DIRECTIVE 1:
In the records, substitute "pin" for "dot", beginning at the line that has "on the clawed" and stopping after the line that has "on the krampus". Leave everything else in those lines unchanged.

At this point, we conclude the section dedicated to the verification of gear design. In the next section, we’ll verify the choice of bearings!

Bearing Choice Verification

Similar to shaft design verification analysis, bearing choice verification consists of a static analysis and fatigue analysis. Contrary to shaft design verification analysis, we don’t need to calculate the internal loads and stresses to go through the analyses. We only need to rely on the components of the reaction force produced by the bearing, a step we already performed in the 1st Part of this tutorial series.

Static Analysis

The static analysis for bearings consists of 2 parts:

1. verification of the minimum load requisite
2. calculation of the static safety factor

The requisite minimum load derives from the fact that in certain applications, the bearing choice is determined by factors other than load. These factors can be related to a shaft diameter constraint, or a critical speed constraint. In applications where the bearing is subjected to light loads, failure mechanisms such as skidding and smearing of raceways or cage damage can prevail over fatigue.

In general, the minimum load should follow the set of rules defined by the following simple equations:

$$ F_{rm} \ge 0.01C \text{ for ball bearings} $$

$$ F_{rm} \ge 0.02C \text{ for roller bearings} $$

Where C is the dynamic basic load rating of the bearing.

DIRECTIVE 2:
Answer these questions about the text on bearing choice verification:
(a) Which two analyses make up bearing choice verification?
(b) What minimum load rule applies to roller bearings?
(c) What does C stand for in the minimum load equations?

[Dataset rows on where objects appear]
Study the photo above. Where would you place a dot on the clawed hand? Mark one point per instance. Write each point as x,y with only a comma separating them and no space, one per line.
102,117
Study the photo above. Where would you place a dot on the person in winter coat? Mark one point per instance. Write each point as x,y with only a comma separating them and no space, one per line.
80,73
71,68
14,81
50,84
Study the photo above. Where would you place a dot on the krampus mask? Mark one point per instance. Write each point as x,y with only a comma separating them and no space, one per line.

* * *

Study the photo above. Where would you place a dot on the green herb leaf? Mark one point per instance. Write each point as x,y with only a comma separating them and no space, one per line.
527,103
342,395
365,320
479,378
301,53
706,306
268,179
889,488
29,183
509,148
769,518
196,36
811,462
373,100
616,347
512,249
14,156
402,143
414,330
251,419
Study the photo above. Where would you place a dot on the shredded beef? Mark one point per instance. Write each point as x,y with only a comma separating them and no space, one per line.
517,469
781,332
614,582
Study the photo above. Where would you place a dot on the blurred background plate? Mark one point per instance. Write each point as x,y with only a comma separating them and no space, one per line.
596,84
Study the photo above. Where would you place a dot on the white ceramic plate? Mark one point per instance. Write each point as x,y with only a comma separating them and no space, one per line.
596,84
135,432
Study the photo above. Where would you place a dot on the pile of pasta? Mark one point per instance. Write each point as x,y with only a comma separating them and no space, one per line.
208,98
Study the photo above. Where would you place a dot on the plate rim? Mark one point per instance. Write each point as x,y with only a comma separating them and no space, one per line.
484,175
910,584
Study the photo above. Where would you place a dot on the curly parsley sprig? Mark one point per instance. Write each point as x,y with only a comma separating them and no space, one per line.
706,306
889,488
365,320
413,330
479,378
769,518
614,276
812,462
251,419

TASK SOLUTION 1:
Study the photo above. Where would you place a pin on the clawed hand? Mark one point per instance. Write each point as x,y with only a comma separating them and no space, one per line.
102,117
Study the photo above. Where would you place a pin on the person in winter coat? Mark one point per instance. Write each point as x,y with only a comma separating them and no space, one per line.
80,73
71,68
14,81
50,84
Study the photo above. Where would you place a pin on the krampus mask? Mark one point per instance. Write each point as x,y with only a comma separating them and no space, one per line.

TASK SOLUTION 2:
(a) A static analysis and a fatigue analysis.
(b) The minimum load F_rm must be at least 0.02C.
(c) C is the dynamic basic load rating of the bearing.